BRANO FORNITO →
------------------------------------

Cosa le ha detto Tamberi?
“Mi ha fatto i complimenti, mi ha detto bravo. Mi dispiaceva per quello che stava succedendo, per la sua situazione. Ma per il resto non ci siamo detti molto”.

Che senso ha fare salto in alto in Italia nell’era Gimbo?
“Eh, non è facile. È stato un po’ un cattivone, diciamo così. Ha alzato il livello in modo assurdo, esuberante. Uno che fa 2,34 sembra che faccia poco. Gimbo ha insegnato cose a tutti, ha fatto capire che cos’è il salto in alto. Per batterlo uno deve fare 2,40, un centimetro in più del record. Cioè: 2,40, avete capito di cosa si parla? Lo hanno fatto poche persone nella storia”.

A lei cosa ha insegnato?
“È il mio idolo insieme a Mutaz Barshim. Prima di Tokyo mi disse: “Ma perché salti 2,32? Fai 2,33 così vai alle Olimpiadi”. Era il 2019, ci ho pensato. Aveva ragione lui. Posso dire che Gimbo è una persona incredibile, l’ho sempre considerato un amico. Ci siamo conosciuti nel 2015 e ci siamo presi in simpatia”.

Lei si è fatto un’idea di quello che gli è capitato? Si è detto di tutto.

------------------------------------

COMPITO ASSEGNATO → Trascriva integralmente il brano dell'intervista su Tamberi, senza alcuna modifica.

------------------------------------

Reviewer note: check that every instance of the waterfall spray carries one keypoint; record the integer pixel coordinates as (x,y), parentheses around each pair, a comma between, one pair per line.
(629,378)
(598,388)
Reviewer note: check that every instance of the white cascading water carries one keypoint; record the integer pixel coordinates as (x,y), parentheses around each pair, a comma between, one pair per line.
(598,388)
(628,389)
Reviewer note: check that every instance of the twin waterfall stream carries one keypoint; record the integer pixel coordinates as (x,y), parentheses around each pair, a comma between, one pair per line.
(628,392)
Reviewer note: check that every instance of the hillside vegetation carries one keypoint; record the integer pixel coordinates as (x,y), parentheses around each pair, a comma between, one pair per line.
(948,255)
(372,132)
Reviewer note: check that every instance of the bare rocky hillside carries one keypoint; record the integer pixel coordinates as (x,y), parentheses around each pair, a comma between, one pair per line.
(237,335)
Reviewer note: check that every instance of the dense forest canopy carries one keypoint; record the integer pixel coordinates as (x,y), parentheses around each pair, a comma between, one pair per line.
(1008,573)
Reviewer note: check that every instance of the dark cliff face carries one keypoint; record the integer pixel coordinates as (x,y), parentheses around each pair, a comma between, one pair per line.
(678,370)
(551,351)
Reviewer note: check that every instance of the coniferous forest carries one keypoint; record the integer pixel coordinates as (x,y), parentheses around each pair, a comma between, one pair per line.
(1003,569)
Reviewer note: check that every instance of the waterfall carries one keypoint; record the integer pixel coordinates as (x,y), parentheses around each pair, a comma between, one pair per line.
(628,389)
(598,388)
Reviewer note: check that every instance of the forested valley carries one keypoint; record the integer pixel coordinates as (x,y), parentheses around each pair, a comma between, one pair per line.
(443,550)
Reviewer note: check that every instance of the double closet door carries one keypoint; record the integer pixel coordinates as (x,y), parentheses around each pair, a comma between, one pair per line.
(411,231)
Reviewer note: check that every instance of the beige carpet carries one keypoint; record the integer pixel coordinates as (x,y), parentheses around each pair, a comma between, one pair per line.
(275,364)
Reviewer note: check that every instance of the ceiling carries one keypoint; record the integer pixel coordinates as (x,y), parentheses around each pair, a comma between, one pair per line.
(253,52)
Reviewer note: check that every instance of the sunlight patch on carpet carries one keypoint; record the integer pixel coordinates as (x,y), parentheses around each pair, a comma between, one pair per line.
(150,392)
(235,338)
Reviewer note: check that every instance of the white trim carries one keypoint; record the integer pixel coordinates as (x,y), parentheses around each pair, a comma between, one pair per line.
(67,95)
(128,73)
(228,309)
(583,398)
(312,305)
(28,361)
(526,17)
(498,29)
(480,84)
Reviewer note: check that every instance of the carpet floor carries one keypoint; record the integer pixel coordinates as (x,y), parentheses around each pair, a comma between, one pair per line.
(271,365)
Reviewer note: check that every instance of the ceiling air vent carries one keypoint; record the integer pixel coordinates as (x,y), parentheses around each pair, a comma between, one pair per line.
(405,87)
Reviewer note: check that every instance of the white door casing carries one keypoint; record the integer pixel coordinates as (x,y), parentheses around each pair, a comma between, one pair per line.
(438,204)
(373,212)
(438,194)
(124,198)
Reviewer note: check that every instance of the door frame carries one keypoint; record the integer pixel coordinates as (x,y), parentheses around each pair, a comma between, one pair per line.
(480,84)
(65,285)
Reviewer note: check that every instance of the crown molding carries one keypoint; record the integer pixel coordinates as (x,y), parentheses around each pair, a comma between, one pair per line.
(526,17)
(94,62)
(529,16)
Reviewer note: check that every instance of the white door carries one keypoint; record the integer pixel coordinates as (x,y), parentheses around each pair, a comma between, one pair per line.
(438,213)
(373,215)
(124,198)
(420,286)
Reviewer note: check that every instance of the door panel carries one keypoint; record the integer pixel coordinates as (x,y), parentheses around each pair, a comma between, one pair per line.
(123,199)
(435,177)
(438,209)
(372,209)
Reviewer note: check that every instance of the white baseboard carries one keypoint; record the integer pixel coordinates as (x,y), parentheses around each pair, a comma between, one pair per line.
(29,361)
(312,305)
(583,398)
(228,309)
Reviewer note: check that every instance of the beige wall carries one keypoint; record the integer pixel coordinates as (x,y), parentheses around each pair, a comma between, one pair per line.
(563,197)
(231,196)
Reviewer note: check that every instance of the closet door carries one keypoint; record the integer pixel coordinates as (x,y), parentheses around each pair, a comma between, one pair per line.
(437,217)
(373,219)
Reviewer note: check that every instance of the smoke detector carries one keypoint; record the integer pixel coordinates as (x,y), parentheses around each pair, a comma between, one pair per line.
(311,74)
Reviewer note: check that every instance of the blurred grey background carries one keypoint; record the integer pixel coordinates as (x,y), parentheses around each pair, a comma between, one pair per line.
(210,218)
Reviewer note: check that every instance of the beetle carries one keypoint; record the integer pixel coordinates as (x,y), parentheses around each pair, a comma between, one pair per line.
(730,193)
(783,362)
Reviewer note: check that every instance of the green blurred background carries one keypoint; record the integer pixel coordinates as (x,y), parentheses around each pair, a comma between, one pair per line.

------------------------------------

RISULTATO RICHIESTO →
Cosa le ha detto Tamberi?
“Mi ha fatto i complimenti, mi ha detto bravo. Mi dispiaceva per quello che stava succedendo, per la sua situazione. Ma per il resto non ci siamo detti molto”.

Che senso ha fare salto in alto in Italia nell’era Gimbo?
“Eh, non è facile. È stato un po’ un cattivone, diciamo così. Ha alzato il livello in modo assurdo, esuberante. Uno che fa 2,34 sembra che faccia poco. Gimbo ha insegnato cose a tutti, ha fatto capire che cos’è il salto in alto. Per batterlo uno deve fare 2,40, un centimetro in più del record. Cioè: 2,40, avete capito di cosa si parla? Lo hanno fatto poche persone nella storia”.

A lei cosa ha insegnato?
“È il mio idolo insieme a Mutaz Barshim. Prima di Tokyo mi disse: “Ma perché salti 2,32? Fai 2,33 così vai alle Olimpiadi”. Era il 2019, ci ho pensato. Aveva ragione lui. Posso dire che Gimbo è una persona incredibile, l’ho sempre considerato un amico. Ci siamo conosciuti nel 2015 e ci siamo presi in simpatia”.

Lei si è fatto un’idea di quello che gli è capitato? Si è detto di tutto.